Dokument:
•••••
Volkswirtschaft/Geldpolitik – 26.05.2023
Die wichtigsten Fakten:
Weltweit blicken Anleger mit zunehmender Sorge auf die Verhandlungen zur Anhebung der Schuldenobergrenze in den Vereinigten Staaten. Sollte es zu keiner Einigung im Schuldenstreit kommen, droht schon Anfang Juni ein Zahlungsausfall der größten Volkswirtschaft der Welt – dafür gibt es bislang keinen Präzedenzfall.
Eigentlich hatten die USA ihr finanzielles Limit bereits am 19. Januar 2023 erreicht: Mit einer Verschuldung von 31,4 Billionen US-Dollar wurde die zuletzt im Dezember 2021 vom US-Kongress angehobene Schuldenobergrenze überschritten. Das bedeutete, dass sich die US-Regierung über den Markt für Staatsanleihen kein weiteres Geld mehr leihen durfte, um die verschiedenen staatlichen Vorhaben zu finanzieren.
Seither finanziert sich der Staat mithilfe „außerordentlicher Maßnahmen“. Doch auch diese könnten bald ausgeschöpft sein: Nach Angaben des überparteilichen Congressional Budget Office (CBO) verfügte das Finanzministerium am 30. April über Barmittel in Höhe von rund 316 Milliarden US-Dollar sowie verbleibende außerordentliche Mittel in Höhe von schätzungsweise 41 Milliarden US-Dollar. Bleibt die Schuldengrenze unverändert, besteht ein erhebliches Risiko, dass die liquiden Mittel und außerordentlichen Mittel des Finanzministeriums irgendwann in den ersten beiden Juniwochen aufgebraucht sein könnten. Sobald dieser Zeitpunkt erreicht ist, müsste die Regierung Zahlungen für einige Vorhaben verschieben, ihre Schulden nicht bedienen oder beides. Sollten sich jedoch die Barmittel und außerordentlichen Mittel des Finanzministeriums als ausreichend erweisen, um die Regierung bis zum 15. Juni zu finanzieren, schätzt das CBO, dass die erwarteten vierteljährlichen Steuereinnahmen sowie zusätzliche außerordentliche Einnahmen es der Regierung wahrscheinlich ermöglichen würden, ihre Ausgaben mindestens bis Ende Juli zu finanzieren.
•••••
Zeilenliste:
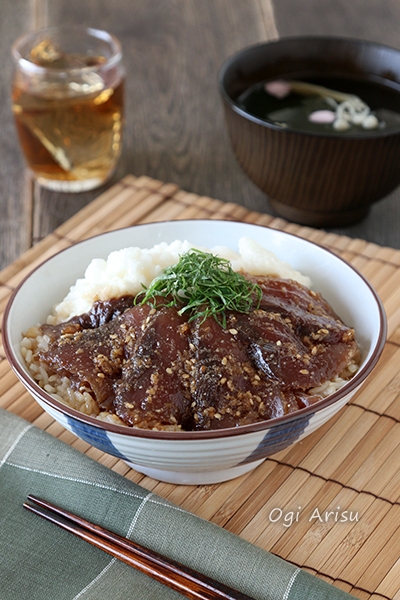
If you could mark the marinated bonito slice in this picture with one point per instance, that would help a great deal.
(227, 389)
(92, 358)
(154, 368)
(154, 389)
(295, 336)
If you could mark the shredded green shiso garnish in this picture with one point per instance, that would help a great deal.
(204, 284)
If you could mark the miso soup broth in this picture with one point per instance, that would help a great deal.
(316, 113)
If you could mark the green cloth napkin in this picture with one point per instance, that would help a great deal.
(40, 561)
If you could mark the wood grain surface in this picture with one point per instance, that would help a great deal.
(175, 130)
(352, 463)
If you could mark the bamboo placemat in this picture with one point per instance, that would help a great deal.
(350, 467)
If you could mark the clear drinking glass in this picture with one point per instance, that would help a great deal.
(68, 99)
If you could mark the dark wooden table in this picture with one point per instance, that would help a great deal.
(175, 129)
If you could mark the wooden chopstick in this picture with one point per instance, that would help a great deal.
(187, 582)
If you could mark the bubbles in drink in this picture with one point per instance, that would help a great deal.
(70, 127)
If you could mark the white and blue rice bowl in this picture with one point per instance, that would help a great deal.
(200, 457)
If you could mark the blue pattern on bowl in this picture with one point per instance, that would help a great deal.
(94, 436)
(279, 437)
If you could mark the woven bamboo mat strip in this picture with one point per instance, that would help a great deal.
(349, 468)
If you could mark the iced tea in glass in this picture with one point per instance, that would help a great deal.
(68, 98)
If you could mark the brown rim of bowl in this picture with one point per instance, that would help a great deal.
(348, 387)
(367, 135)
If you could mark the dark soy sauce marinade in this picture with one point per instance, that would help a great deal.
(293, 110)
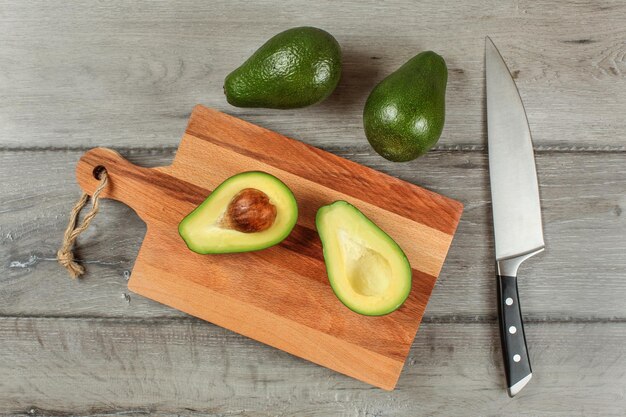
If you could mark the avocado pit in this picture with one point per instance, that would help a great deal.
(250, 211)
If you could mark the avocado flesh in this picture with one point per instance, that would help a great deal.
(205, 231)
(404, 114)
(367, 270)
(295, 68)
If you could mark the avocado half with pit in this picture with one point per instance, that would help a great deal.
(367, 270)
(247, 212)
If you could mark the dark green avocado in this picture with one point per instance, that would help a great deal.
(296, 68)
(405, 113)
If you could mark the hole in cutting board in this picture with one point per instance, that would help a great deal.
(97, 171)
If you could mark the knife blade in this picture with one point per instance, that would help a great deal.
(517, 225)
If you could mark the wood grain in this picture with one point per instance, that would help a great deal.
(279, 296)
(580, 277)
(192, 367)
(116, 74)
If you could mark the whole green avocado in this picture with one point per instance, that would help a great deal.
(296, 68)
(405, 113)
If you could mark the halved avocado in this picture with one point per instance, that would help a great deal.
(367, 270)
(247, 212)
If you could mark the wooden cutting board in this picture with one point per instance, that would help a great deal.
(279, 296)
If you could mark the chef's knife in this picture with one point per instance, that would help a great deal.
(516, 209)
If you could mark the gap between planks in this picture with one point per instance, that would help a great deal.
(430, 320)
(166, 150)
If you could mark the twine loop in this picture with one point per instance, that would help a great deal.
(65, 255)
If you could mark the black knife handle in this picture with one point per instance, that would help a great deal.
(516, 361)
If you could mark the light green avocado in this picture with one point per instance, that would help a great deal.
(247, 212)
(296, 68)
(405, 113)
(367, 270)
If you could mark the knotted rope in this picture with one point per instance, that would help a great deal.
(65, 256)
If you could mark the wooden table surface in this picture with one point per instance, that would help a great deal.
(127, 74)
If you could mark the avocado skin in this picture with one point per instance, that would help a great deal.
(296, 68)
(319, 219)
(405, 113)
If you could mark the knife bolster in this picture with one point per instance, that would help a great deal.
(509, 266)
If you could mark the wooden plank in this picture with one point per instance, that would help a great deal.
(579, 276)
(90, 366)
(120, 74)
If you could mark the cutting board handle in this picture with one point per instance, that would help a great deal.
(127, 182)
•••••
Zu erledigen:
1) Gib aus dem Text zum US-Schuldenstreit den Abschnitt zwischen „Volkswirtschaft/Geldpolitik – 26.05.2023“ und „bislang keinen Präzedenzfall.“ einschließlich wortgetreu aus.
2) Über wie viel Barmittel verfügte das US-Finanzministerium laut dem Text zum Schuldenstreit am 30. April?
3) Knüpf an den Text zum US-Schuldenstreit an und führe ihn nach seinem letzten Satz weiter.

Lösungen:
1)
Volkswirtschaft/Geldpolitik – 26.05.2023
Die wichtigsten Fakten:
Weltweit blicken Anleger mit zunehmender Sorge auf die Verhandlungen zur Anhebung der Schuldenobergrenze in den Vereinigten Staaten. Sollte es zu keiner Einigung im Schuldenstreit kommen, droht schon Anfang Juni ein Zahlungsausfall der größten Volkswirtschaft der Welt – dafür gibt es bislang keinen Präzedenzfall.

2) Über rund 316 Milliarden US-Dollar.

3)
Führende Vertreter beider Parteien im US-Senat zeigten sich zuletzt optimistisch, dass rechtzeitig eine Einigung erzielt werden könnte. Allerdings liegen die Positionen von Demokraten und Republikanern noch recht weit auseinander. Während die Republikaner im Repräsentantenhaus am 26. April den „Limit, Save, Grow Act“ verabschiedet haben, der Maßnahmen zur Defizitreduzierung in Höhe von fast 4,8 Billionen US-Dollar mit einer Anhebung der Schuldenobergrenze bis zum nächsten Jahr vorsieht, planen die Demokraten im Senat, diesen Gesetzentwurf zu ignorieren und einen Gesetzentwurf zur klaren Schuldenbegrenzung zu fordern.
Trotz ihrer gegensätzlichen Positionen dürften sowohl Demokraten als auch Republikaner einen Anreiz haben, eine Lösung zu finden. Denn Umfragen zeigen, dass die Wähler bei Turbulenzen dieser Größenordnung dazu neigen, beide Seiten dafür verantwortlich zu machen. Derzeit scheinen mehrere Verhandlungsergebnisse möglich:
Sollten die Verhandlungen scheitern und der Stichtag überschritten werden, wären weitere Szenarien denkbar:
Die Deutsche Bank rechnet damit, dass das US-Finanzministerium seinen Verpflichtungen auch in Zukunft nachkommen wird. Seit 1960 gelang es dem US-Kongress stets, eine Einigung über ein neues Gesetz zur Schuldenobergrenze zu erzielen, bevor der „Stichtag“ erreicht wurde. Derzeit führt das politische Risikomanöver beider Seiten – in der Überzeugung, dass die andere Partei zuerst Kompromisse eingehen wird –, selbst zu einer erhöhten Marktvolatilität und treibt die Weltwirtschaft in ungewisse Gefilde. Ein von der Deutschen Bank nicht erwarteter Zahlungsausfall hätte schwerwiegende Folgen für die globalen Finanzmärkte. Nach heutigem Stand scheint es jedoch Licht am Ende des politischen Tunnels zu geben und der Optimismus wächst, dass eine Einigung zwischen Demokraten und Republikanern erzielt werden kann. Angesichts der Unvorhersehbarkeit der US-Politik dürften die Anleger jedoch erst aufatmen, wenn ein neuer Deal zur Unterzeichnung auf Präsident Joe Bidens Schreibtisch liegt und er ihn auch unterschreibt.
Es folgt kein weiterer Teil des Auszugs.